(Data records)
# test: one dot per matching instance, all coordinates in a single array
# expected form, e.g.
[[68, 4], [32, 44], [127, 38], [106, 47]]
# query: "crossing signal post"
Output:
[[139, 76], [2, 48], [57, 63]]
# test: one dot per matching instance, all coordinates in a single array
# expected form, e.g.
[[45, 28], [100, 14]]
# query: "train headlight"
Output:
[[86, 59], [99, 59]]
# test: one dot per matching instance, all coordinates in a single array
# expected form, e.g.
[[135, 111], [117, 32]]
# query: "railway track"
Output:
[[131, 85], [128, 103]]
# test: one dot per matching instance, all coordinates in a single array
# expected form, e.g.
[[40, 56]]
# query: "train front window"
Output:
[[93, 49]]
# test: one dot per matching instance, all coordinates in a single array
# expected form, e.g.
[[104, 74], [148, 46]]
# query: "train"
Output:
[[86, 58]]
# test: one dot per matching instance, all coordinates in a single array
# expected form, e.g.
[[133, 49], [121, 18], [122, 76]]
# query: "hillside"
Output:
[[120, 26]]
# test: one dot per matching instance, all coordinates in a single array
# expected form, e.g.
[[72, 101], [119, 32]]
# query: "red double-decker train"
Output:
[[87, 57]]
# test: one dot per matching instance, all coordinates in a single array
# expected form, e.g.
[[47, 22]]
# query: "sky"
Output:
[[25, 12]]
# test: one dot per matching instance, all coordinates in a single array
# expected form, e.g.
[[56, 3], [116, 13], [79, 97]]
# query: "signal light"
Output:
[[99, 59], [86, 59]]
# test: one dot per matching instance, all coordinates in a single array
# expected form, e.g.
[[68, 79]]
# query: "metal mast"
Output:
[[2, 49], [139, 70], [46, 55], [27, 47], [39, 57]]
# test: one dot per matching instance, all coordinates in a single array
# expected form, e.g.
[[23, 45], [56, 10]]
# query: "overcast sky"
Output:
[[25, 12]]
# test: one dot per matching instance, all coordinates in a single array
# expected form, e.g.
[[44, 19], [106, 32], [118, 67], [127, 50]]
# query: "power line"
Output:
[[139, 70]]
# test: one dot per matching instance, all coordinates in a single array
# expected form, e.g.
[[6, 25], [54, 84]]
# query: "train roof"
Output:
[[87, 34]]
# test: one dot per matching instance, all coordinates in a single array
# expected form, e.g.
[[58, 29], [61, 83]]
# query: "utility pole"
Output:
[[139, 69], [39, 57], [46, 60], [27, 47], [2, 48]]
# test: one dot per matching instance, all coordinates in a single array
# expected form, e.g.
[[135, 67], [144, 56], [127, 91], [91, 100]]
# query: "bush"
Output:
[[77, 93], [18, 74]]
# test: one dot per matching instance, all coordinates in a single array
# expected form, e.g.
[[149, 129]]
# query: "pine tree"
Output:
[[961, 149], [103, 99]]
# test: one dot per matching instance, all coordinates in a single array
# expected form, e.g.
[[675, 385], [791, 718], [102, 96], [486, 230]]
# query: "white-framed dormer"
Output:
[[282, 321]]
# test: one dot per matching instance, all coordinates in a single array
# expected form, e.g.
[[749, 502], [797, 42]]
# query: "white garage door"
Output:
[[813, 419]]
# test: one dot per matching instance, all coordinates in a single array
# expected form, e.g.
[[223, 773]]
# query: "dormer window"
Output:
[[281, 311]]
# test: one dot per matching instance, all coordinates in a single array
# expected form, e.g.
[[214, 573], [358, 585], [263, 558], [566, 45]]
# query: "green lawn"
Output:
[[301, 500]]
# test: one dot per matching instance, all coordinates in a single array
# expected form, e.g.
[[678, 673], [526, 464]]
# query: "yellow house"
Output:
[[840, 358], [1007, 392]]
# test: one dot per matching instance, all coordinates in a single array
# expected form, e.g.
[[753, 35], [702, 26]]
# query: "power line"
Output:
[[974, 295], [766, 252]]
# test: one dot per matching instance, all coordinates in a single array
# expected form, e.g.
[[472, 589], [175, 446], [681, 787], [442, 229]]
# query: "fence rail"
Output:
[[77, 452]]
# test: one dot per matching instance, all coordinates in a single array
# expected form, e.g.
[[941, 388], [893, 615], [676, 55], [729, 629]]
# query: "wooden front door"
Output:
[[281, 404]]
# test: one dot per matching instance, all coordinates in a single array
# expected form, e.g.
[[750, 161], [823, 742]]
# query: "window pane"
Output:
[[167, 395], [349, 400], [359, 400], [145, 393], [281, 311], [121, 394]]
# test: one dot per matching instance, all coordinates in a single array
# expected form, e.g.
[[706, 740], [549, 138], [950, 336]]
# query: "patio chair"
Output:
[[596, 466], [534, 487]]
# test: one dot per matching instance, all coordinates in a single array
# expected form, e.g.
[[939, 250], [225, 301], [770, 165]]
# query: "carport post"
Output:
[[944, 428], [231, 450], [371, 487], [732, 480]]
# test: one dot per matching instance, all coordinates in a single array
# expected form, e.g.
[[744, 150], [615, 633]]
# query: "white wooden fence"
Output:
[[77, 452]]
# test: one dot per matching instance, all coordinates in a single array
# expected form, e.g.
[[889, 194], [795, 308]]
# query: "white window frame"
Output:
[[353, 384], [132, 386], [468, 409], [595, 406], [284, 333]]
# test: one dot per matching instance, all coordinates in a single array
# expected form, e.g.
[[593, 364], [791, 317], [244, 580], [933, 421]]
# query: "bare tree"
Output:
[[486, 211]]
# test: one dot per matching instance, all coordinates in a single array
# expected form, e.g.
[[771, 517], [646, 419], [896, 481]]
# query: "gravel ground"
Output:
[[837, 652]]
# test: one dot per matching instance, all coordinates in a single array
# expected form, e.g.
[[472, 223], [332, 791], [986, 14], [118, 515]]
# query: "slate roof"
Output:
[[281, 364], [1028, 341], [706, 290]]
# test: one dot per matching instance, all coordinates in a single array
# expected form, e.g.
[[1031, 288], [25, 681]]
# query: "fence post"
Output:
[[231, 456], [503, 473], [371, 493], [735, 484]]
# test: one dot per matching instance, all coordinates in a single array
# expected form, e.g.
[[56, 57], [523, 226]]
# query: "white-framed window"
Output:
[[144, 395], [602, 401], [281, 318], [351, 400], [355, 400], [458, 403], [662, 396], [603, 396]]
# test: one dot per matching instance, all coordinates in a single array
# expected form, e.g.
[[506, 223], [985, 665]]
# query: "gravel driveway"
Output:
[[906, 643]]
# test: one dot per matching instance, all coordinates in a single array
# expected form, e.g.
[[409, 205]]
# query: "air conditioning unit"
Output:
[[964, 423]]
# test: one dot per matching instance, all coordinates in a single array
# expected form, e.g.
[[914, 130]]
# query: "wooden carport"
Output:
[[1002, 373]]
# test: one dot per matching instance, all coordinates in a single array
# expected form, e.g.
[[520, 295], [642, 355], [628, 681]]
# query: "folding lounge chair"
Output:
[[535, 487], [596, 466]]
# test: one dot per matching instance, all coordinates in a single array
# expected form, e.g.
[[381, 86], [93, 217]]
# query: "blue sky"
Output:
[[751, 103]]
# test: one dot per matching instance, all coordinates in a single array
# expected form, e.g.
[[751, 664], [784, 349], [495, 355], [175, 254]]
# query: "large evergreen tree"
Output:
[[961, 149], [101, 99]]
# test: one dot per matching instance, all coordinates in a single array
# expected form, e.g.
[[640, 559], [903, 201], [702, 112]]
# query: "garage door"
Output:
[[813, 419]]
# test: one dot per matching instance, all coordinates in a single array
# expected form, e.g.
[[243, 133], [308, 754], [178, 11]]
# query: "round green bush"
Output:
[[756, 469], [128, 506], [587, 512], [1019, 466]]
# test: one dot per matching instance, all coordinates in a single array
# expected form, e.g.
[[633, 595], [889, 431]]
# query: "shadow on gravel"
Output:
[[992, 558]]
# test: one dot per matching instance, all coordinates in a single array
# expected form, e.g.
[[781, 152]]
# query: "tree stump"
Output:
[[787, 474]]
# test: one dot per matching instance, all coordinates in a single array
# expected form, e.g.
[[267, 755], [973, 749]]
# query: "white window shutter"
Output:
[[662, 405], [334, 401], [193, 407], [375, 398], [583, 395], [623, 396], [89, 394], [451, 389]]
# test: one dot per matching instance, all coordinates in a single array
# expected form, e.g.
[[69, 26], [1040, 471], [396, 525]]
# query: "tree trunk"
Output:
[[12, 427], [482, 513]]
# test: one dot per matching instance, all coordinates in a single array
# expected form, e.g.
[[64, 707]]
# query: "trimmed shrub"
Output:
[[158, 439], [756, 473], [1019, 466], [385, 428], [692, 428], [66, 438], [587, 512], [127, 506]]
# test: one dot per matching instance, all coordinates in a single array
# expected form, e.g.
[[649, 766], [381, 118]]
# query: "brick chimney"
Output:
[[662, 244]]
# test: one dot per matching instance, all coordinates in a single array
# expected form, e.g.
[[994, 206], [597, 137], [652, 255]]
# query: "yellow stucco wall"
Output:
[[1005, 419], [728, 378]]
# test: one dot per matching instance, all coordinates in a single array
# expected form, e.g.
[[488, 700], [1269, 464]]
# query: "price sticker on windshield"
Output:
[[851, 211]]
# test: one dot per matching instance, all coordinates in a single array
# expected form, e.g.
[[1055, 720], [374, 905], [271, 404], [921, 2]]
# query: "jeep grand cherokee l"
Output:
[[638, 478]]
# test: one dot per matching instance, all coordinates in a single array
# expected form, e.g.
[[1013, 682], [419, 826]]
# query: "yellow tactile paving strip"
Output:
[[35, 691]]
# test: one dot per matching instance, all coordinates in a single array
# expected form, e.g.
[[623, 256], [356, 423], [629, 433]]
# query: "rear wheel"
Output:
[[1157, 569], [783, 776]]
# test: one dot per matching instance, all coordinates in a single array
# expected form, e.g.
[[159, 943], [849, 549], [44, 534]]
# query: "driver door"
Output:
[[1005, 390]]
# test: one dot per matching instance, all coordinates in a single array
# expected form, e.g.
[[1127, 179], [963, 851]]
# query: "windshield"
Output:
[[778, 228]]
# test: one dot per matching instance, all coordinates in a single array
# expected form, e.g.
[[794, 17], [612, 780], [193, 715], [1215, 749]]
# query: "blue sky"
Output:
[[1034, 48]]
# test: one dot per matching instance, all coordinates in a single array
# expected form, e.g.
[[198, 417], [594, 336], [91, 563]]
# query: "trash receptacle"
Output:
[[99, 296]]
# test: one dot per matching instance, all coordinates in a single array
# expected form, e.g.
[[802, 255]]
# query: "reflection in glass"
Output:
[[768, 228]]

• **Try it**
When the word "post" shows up in a line of the entries, pull that line out.

• **Problem solution**
# query: "crossing signal post"
# query: "carport post"
# query: "fence post"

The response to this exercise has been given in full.